*Your objective*.
Reproduce every item below with each "largest disc" swapped for "biggest disc", leaving all other wording untouched.

-------

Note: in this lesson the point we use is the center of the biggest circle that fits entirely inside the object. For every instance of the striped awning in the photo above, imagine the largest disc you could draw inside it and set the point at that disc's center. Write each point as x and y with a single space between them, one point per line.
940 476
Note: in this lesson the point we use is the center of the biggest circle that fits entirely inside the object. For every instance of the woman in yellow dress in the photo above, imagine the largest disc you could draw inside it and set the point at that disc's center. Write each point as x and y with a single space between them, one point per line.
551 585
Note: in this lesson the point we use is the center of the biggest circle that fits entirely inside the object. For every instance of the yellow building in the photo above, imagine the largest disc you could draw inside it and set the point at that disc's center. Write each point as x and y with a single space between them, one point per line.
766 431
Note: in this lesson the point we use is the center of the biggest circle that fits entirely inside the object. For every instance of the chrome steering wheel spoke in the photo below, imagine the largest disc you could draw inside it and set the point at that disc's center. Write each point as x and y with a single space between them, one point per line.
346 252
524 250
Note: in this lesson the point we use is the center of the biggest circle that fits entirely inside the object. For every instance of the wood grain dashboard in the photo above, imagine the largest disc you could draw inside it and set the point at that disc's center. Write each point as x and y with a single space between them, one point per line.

-------

*Written solution*.
Note: in this lesson the point we use is the center of the biggest circle that fits entirely inside the object. For every instance of the striped awning in the photo above, imagine the biggest disc you could draw inside it and set the point at that disc's center. Write each point as x and y with a single space between them, one point per line.
940 476
Note: in this lesson the point we use is the center of the biggest circle that fits entirely inside the object. For every instance of the woman in yellow dress in the photo above, imagine the biggest disc you could draw inside it and set the point at that disc's center. Write each point as x and y with a single space between them, one point per line.
551 585
Note: in this lesson the point we use is the center of the biggest circle that fits entirely inside the object. For every instance of the yellow building in the photo above, imagine the biggest disc you could draw inside it and set the point at that disc's center. Write each point as x and y with a single space between them, one point per line.
766 431
Note: in this lesson the point we use is the center of the biggest circle that fits entirely inside the object. For every instance of the chrome steering wheel spoke in the photo below, imagine the biggest disc you could draw inside it and set the point at that disc's center. Write each point as x and y with a single space between them, one point per line.
346 252
524 250
Note: in this lesson the point we use is the center of the biggest circle that fits entirely inside the object. For every instance of the wood grain dashboard in the photo above, imagine the biggest disc you could draw inside it and set the point at that disc's center. Write each point as x and y with a single space between them, one point per line.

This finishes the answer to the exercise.